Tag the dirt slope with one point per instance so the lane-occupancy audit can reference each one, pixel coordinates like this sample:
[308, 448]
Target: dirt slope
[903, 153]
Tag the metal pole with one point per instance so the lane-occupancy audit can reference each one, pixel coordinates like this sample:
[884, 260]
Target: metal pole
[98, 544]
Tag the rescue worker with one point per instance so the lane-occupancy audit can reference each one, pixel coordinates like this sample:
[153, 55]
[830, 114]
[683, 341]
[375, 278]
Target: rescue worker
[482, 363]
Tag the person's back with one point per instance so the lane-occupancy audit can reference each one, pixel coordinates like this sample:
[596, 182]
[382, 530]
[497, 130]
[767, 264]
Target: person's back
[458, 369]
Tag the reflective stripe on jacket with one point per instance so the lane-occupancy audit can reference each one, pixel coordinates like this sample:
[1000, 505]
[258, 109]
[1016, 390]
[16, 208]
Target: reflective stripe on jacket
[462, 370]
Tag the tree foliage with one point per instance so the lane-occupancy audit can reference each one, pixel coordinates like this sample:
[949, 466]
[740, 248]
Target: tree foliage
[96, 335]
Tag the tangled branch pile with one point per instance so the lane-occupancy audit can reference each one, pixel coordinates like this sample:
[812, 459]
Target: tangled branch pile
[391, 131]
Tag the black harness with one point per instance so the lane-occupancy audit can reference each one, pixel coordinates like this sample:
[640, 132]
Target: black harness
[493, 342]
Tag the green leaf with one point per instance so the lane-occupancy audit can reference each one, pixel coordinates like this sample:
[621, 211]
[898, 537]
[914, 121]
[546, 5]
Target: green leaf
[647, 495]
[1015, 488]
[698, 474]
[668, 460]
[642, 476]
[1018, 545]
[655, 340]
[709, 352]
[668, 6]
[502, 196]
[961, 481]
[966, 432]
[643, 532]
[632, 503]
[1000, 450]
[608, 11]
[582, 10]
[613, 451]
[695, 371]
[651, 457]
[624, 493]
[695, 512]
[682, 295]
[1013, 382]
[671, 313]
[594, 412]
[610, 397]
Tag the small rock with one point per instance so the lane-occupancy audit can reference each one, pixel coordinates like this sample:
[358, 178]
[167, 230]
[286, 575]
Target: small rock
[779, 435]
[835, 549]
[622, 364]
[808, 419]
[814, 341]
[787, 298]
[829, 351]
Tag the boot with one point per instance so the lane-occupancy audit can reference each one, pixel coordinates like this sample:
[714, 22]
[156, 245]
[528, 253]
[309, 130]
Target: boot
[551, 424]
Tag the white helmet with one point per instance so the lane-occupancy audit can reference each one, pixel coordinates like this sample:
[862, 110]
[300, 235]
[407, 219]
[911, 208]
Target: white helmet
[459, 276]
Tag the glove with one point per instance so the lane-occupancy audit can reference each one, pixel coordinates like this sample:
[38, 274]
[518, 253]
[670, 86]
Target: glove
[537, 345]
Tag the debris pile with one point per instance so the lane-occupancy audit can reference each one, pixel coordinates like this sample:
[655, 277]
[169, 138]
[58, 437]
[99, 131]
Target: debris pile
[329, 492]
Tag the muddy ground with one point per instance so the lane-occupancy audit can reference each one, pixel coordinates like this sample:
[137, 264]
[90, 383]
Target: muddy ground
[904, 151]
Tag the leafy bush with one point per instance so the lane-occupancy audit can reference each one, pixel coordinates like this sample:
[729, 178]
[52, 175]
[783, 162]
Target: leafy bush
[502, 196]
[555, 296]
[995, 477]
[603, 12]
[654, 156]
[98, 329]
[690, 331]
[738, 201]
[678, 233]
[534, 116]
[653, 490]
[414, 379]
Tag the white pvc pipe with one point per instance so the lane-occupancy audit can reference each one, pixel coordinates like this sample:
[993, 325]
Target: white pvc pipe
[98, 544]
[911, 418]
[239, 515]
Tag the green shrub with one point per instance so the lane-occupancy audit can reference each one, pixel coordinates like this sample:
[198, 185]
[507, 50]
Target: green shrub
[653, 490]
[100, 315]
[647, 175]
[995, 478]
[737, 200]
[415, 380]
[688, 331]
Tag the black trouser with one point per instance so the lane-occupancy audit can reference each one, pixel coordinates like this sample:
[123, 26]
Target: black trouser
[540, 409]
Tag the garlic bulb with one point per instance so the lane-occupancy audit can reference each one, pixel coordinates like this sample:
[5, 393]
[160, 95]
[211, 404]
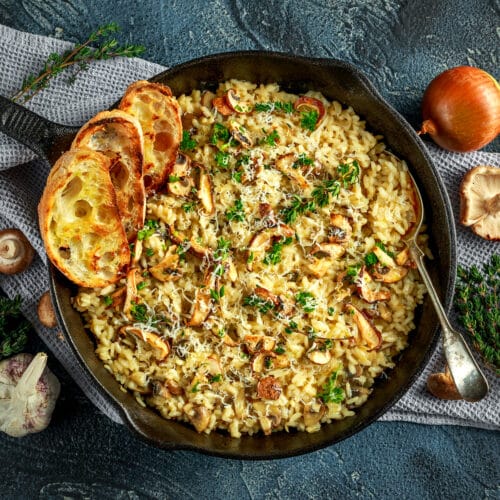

○ ○ ○

What to do: List every line in the listing above that contains the word "harness", matching its capitalization exactly.

Exercise output:
Tag the black harness with one point per instance so the lane-occupancy audit can reference each one, pixel coordinates like this sample:
Target: black harness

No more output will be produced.